** Begin Records for the task **

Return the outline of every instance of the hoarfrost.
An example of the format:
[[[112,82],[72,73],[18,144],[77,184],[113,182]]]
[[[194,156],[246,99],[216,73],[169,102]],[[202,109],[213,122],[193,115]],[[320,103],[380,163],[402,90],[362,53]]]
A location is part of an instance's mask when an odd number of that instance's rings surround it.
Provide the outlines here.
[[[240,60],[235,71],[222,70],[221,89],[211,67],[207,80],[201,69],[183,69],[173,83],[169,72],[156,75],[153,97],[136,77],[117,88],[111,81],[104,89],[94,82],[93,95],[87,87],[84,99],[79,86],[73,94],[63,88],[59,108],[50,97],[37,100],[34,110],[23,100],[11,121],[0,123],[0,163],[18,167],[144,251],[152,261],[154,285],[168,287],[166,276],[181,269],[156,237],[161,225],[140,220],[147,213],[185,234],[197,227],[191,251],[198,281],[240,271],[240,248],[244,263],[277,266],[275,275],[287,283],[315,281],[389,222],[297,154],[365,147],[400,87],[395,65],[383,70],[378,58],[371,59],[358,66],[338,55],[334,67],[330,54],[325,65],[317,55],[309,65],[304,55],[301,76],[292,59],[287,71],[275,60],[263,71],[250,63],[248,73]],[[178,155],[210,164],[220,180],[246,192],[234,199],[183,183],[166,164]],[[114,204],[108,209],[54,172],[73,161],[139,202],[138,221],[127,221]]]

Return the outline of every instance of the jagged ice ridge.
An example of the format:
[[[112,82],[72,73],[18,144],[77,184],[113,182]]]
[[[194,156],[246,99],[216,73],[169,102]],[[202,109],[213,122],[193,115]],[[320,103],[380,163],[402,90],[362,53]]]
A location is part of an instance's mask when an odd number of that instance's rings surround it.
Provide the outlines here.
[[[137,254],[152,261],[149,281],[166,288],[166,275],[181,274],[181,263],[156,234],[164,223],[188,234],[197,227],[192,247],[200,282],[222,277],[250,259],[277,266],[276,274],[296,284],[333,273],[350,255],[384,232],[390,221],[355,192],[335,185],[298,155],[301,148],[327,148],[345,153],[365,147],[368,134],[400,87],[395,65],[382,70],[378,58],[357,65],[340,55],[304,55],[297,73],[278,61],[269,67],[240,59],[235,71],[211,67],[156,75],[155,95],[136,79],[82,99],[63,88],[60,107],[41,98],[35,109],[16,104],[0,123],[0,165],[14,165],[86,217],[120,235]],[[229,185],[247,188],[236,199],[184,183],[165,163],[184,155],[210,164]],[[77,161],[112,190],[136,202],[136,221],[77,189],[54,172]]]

** End Records for the task **

» Objective
Reproduce all of the data above word for word, from its first line through its last.

» Answer for this exercise
Return the outline of every instance of the hoarfrost.
An example of the format:
[[[112,82],[72,73],[18,144],[77,184],[113,182]]]
[[[194,156],[246,99],[216,73],[169,102]],[[202,109],[213,122],[193,115]],[[320,103],[380,163],[402,90],[362,53]]]
A location is part of an instance's mask when an odd number of that instance's rings surround it.
Provide the outlines here.
[[[240,60],[235,71],[222,70],[221,89],[211,67],[207,80],[201,69],[183,69],[173,83],[169,72],[156,75],[153,97],[136,77],[117,88],[111,81],[104,89],[94,82],[93,95],[87,87],[84,99],[79,86],[73,94],[63,88],[59,108],[50,97],[37,100],[34,110],[23,100],[11,121],[0,123],[0,163],[18,167],[144,251],[152,261],[154,285],[168,287],[166,276],[181,269],[156,237],[161,225],[140,220],[147,213],[185,234],[197,227],[191,251],[198,281],[240,271],[240,248],[244,263],[277,266],[275,275],[287,283],[315,281],[389,222],[297,154],[365,147],[400,87],[395,65],[383,70],[378,58],[371,59],[358,66],[338,55],[334,67],[330,54],[325,65],[317,55],[309,65],[304,55],[301,76],[292,59],[287,71],[275,60],[263,71],[250,63],[248,73]],[[178,155],[210,164],[220,180],[246,192],[234,199],[183,183],[166,164]],[[114,204],[108,209],[54,172],[73,161],[139,202],[138,221],[127,221]]]

Return the outline of every instance of the jagged ice ridge.
An example of the format:
[[[112,82],[72,73],[18,144],[77,184],[113,182]]]
[[[194,156],[246,99],[216,73],[169,102]],[[202,109],[213,122],[193,115]],[[320,103],[380,163],[402,90],[362,53]]]
A location is part of an instance's mask when an odd number of that instance's rings surround it.
Provide the outlines here.
[[[137,254],[152,261],[149,281],[166,288],[166,275],[181,274],[181,263],[156,234],[164,223],[188,234],[197,227],[192,247],[200,282],[222,277],[250,259],[277,266],[276,274],[296,284],[333,273],[350,255],[384,232],[390,221],[355,192],[335,185],[298,155],[301,148],[327,148],[345,153],[365,147],[368,134],[400,87],[395,65],[382,70],[378,58],[357,65],[340,55],[304,55],[297,73],[278,61],[269,67],[240,59],[235,71],[211,67],[156,75],[155,95],[136,79],[82,99],[63,88],[60,107],[41,98],[35,109],[16,104],[0,123],[0,165],[14,165],[86,217],[120,235]],[[229,185],[247,188],[236,199],[184,183],[165,163],[184,155],[210,164]],[[77,161],[112,190],[136,202],[136,221],[77,189],[54,172]]]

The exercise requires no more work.